Penguin 2.1 was announced this past week by Google’s head of search spam, Matt Cutts. 2.1 is not an update in the pre-Hummingbird sense. Hummingbird was a re-haul of the whole algorithm and contains much of the important logic of the past Penguin and Panda updates. Penguin 2.1 is a small part of the search engine acting as a filter and can be replaced periodically.
Cutts’ announcement came through his twitter account where he noted that the update would affect roughly one percent of searches. Compared to Penguin 2.0 which was released May 22 which affected 2.3 percent of searches, Penguin 2.1 initially appears to be much smaller.
The tweet includes a link to the Google Blog article “Another Step to reward high-quality sites.” The article was posted back in April 2012 and references black hat techniques such as keyword stuffing; essentially nothing we didn’t already know. While Cutts’ announcement and link represent a minimal alteration to the Google algorhthim this may not necessarily be the case.
What did it Target?
Glenn Gabe of G-Squared Interactive has analyzed Penguin 1.0 and 2.0 sifting through the data of over 200 sites. After the release of Penguin 2.1 Gabe examined 25 websites impacted by the change determining which factors contribute to sites getting hit. After completing his analysis he believes that Penguin 2.1 has proved to be more influential than Penguin 2.0 and represents a larger impact than Cutts’ initially suggested.
The purpose of the initial Penguin update was to eliminate spammy links from contributing to a sites PageRank. However the update only reached to the homepage of the offending sites. This was quickly fixed through subsequent updates that could reach farther into a website to identify spammy deep links. Penguin 2.1 is another demonstration of this ongoing effort.
Unnatural Links Targeted
Forum Spam: Forum Spam was heavily targeted in the update, including comments in threads that used exact match anchor text.

Directions:
1) Reproduce, word for word, the passage of the article on the Penguin 2.1 update that opens with the words containing "Cutts’ announcement came" and closes with "be the case.".
2) Transcribe every line of the records below without any change.

Stored entries:
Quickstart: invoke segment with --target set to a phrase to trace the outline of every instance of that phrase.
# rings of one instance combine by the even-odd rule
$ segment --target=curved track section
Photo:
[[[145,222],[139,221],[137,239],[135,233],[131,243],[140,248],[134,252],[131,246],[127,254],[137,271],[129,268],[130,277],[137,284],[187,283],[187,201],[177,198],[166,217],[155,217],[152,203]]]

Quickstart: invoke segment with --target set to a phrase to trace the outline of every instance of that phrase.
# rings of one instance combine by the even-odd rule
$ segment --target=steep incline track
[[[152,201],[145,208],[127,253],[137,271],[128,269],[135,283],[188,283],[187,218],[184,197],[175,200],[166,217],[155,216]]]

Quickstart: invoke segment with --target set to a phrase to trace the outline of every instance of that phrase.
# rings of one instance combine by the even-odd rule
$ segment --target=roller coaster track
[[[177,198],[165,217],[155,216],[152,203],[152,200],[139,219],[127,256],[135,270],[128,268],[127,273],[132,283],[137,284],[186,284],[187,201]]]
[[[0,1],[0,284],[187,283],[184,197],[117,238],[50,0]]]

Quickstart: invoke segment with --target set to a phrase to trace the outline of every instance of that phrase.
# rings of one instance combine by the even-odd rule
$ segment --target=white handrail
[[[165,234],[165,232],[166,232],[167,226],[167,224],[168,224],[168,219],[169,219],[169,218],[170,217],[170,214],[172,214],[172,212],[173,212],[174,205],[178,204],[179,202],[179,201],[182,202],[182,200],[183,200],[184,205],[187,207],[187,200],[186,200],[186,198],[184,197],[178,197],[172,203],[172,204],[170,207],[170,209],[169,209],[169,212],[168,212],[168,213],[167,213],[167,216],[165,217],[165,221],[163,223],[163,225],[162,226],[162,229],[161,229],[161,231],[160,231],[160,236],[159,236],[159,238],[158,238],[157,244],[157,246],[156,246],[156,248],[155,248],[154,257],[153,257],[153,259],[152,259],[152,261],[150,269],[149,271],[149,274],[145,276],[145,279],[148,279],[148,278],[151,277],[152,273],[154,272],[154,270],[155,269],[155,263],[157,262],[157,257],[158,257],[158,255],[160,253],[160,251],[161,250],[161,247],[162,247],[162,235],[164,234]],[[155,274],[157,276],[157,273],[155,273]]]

Solutions to the problems:
1)
Cutts’ announcement came through his twitter account where he noted that the update would affect roughly one percent of searches. Compared to Penguin 2.0 which was released May 22 which affected 2.3 percent of searches, Penguin 2.1 initially appears to be much smaller.
The tweet includes a link to the Google Blog article “Another Step to reward high-quality sites.” The article was posted back in April 2012 and references black hat techniques such as keyword stuffing; essentially nothing we didn’t already know. While Cutts’ announcement and link represent a minimal alteration to the Google algorhthim this may not necessarily be the case.

2)
Quickstart: invoke segment with --target set to a phrase to trace the outline of every instance of that phrase.
# rings of one instance combine by the even-odd rule
$ segment --target=curved track section
Photo:
[[[145,222],[139,221],[137,239],[135,233],[131,243],[140,248],[134,252],[131,246],[127,254],[137,271],[129,268],[130,277],[137,284],[187,283],[187,201],[177,198],[166,217],[155,217],[152,203]]]

Quickstart: invoke segment with --target set to a phrase to trace the outline of every instance of that phrase.
# rings of one instance combine by the even-odd rule
$ segment --target=steep incline track
[[[152,201],[145,208],[127,253],[137,271],[128,269],[135,283],[188,283],[187,218],[184,197],[175,200],[166,217],[155,216]]]

Quickstart: invoke segment with --target set to a phrase to trace the outline of every instance of that phrase.
# rings of one instance combine by the even-odd rule
$ segment --target=roller coaster track
[[[177,198],[165,217],[155,216],[152,203],[152,200],[139,219],[127,256],[135,270],[128,268],[127,273],[132,283],[137,284],[186,284],[187,201]]]
[[[0,1],[0,284],[187,283],[184,197],[117,238],[50,0]]]

Quickstart: invoke segment with --target set to a phrase to trace the outline of every instance of that phrase.
# rings of one instance combine by the even-odd rule
$ segment --target=white handrail
[[[165,234],[165,232],[166,232],[167,226],[167,224],[168,224],[168,219],[169,219],[169,218],[170,217],[170,214],[172,214],[172,212],[173,212],[174,205],[178,204],[179,202],[179,201],[182,202],[182,200],[183,200],[184,205],[187,207],[187,200],[186,200],[186,198],[184,197],[178,197],[172,203],[172,204],[170,207],[170,209],[169,209],[169,212],[168,212],[168,213],[167,213],[167,216],[165,217],[165,221],[163,223],[163,225],[162,226],[162,229],[161,229],[161,231],[160,231],[160,236],[159,236],[159,238],[158,238],[157,244],[157,246],[156,246],[156,248],[155,248],[154,257],[153,257],[153,259],[152,259],[152,261],[150,269],[149,271],[149,274],[145,276],[145,279],[148,279],[148,278],[151,277],[152,273],[154,272],[154,270],[155,269],[155,263],[157,262],[157,257],[158,257],[158,255],[160,253],[160,251],[161,250],[161,247],[162,247],[162,235],[164,234]],[[155,274],[157,276],[157,273],[155,273]]]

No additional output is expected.